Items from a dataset
*** Block opens ***

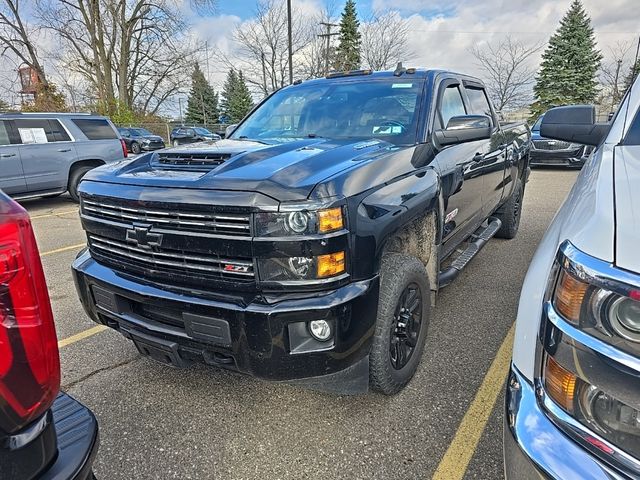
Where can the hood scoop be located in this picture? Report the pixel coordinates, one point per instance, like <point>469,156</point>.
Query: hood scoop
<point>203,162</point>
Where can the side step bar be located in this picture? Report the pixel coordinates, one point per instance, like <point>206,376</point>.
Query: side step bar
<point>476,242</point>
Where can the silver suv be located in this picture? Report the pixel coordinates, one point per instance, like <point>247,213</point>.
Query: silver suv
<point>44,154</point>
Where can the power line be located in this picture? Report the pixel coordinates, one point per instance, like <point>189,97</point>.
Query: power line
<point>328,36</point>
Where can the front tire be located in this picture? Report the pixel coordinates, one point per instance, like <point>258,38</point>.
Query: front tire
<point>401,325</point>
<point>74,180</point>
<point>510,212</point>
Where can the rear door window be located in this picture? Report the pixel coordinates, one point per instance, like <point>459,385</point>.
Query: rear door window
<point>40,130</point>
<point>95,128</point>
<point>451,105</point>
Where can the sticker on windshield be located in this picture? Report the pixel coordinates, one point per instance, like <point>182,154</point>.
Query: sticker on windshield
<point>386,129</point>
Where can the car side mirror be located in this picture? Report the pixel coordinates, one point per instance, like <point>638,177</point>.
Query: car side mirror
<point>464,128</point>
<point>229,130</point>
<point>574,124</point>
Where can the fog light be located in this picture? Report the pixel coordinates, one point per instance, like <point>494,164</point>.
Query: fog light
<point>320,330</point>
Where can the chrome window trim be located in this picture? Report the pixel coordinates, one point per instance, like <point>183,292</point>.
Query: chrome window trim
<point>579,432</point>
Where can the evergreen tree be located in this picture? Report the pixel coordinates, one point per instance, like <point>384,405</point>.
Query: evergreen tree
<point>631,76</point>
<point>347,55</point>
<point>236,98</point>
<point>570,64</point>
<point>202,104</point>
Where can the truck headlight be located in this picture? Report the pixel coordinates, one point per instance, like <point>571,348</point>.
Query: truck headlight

*** Block closes ***
*** Block opens ***

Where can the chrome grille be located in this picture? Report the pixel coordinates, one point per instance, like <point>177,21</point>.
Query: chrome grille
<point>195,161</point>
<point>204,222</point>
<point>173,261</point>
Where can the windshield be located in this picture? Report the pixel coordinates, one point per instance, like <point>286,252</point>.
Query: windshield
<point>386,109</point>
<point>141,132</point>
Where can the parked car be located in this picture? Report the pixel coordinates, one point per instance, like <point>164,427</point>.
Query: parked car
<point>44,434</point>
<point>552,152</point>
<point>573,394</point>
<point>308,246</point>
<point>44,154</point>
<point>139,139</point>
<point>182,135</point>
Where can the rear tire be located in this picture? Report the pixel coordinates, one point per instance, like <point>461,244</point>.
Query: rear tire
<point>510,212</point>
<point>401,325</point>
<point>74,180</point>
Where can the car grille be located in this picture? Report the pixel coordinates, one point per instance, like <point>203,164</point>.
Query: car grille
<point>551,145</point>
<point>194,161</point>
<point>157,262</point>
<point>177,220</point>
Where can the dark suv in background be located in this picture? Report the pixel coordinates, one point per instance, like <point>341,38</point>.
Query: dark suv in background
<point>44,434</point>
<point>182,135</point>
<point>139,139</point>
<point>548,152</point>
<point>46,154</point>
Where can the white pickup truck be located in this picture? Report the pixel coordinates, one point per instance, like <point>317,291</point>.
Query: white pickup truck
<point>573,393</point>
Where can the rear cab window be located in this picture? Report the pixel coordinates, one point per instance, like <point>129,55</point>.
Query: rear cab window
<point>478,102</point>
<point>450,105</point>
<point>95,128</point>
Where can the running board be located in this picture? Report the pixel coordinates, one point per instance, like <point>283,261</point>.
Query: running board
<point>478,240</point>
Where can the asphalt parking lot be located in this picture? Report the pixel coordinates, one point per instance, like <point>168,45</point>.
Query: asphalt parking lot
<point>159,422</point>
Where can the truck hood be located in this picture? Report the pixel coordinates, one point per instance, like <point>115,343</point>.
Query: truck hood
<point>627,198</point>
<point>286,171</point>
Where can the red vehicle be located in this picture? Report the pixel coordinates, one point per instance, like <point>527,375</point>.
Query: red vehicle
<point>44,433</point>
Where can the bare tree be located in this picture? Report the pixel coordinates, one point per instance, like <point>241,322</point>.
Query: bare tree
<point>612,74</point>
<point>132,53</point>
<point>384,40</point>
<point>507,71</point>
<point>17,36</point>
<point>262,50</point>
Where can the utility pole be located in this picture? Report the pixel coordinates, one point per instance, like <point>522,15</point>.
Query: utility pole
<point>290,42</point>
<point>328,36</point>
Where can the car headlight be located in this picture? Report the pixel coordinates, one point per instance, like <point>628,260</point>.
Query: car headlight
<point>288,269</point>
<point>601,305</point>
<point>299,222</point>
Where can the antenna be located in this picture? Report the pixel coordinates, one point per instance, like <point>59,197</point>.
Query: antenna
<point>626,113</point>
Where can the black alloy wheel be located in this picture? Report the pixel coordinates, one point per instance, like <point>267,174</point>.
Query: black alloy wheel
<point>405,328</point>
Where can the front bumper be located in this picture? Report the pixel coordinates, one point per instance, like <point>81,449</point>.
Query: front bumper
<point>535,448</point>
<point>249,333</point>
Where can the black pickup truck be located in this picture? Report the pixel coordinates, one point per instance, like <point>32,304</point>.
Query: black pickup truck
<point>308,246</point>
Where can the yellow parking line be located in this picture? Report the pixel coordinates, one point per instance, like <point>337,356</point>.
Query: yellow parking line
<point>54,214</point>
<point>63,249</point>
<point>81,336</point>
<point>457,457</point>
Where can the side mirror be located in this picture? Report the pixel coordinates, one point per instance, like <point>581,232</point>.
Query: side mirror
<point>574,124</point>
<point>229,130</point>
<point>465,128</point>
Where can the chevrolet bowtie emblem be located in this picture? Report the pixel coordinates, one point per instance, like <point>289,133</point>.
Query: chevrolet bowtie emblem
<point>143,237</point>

*** Block closes ***

• _PROBLEM TO WORK ON_: Please transcribe exactly the lines above from the line that has "Where can the utility" up to and including the line that has "Where can the front bumper"; no other line belongs in the answer.

• _SOLUTION FOR THIS TASK_:
Where can the utility pole be located in this picture? Report the pixel coordinates, one point per instance, like <point>522,15</point>.
Query: utility pole
<point>290,42</point>
<point>328,36</point>
Where can the car headlight be located in this picture? Report the pixel coordinates, one point per instance, like <point>628,260</point>.
Query: car headlight
<point>288,269</point>
<point>601,305</point>
<point>299,222</point>
Where can the antenna be located in this picture? Report the pixel coordinates, one point per instance, like <point>59,197</point>.
Query: antenna
<point>626,113</point>
Where can the black alloy wheel be located in this picture? Report the pixel coordinates, one point per instance, like <point>267,174</point>.
Query: black alloy wheel
<point>405,328</point>
Where can the front bumper be located in this picture? Report the pixel coordinates, one point per instance, like <point>81,449</point>.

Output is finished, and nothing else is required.